Records from a data source:
##########

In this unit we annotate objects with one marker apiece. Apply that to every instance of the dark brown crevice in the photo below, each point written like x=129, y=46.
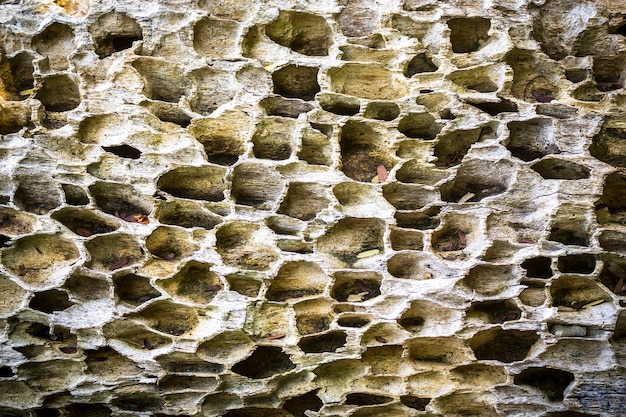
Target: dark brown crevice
x=264, y=362
x=503, y=105
x=559, y=169
x=50, y=301
x=577, y=264
x=417, y=403
x=539, y=267
x=494, y=311
x=551, y=382
x=358, y=398
x=297, y=406
x=123, y=151
x=326, y=342
x=133, y=289
x=114, y=32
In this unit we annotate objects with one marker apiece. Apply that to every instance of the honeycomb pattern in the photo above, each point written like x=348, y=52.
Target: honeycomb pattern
x=339, y=208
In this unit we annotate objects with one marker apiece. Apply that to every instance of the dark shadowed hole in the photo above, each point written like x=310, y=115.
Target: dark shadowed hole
x=503, y=345
x=298, y=405
x=353, y=321
x=6, y=372
x=133, y=289
x=495, y=311
x=539, y=267
x=467, y=34
x=4, y=241
x=123, y=151
x=328, y=342
x=578, y=264
x=359, y=398
x=50, y=301
x=44, y=412
x=257, y=412
x=560, y=170
x=139, y=402
x=501, y=106
x=551, y=382
x=414, y=402
x=264, y=362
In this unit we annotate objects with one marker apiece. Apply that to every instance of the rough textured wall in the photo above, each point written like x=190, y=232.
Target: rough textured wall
x=312, y=208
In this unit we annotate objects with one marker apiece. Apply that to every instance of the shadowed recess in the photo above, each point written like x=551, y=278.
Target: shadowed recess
x=551, y=382
x=264, y=362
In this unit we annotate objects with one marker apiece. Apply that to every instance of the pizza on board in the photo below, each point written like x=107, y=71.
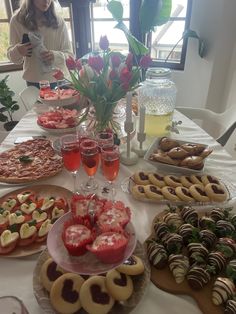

##########

**INSTRUCTIONS TO FOLLOW**
Quote, please, only the lines running from the one with "Target: shadowed recess" down to the final line of the data above, keeping both ends and skipping the pictures.

**RESPONSE TO THE TASK**
Target: shadowed recess
x=551, y=382
x=264, y=362
In this unit we annotate objects with one marker apiece. Apply that to every instance of the pizza on board in the photo below, each point written like x=107, y=71.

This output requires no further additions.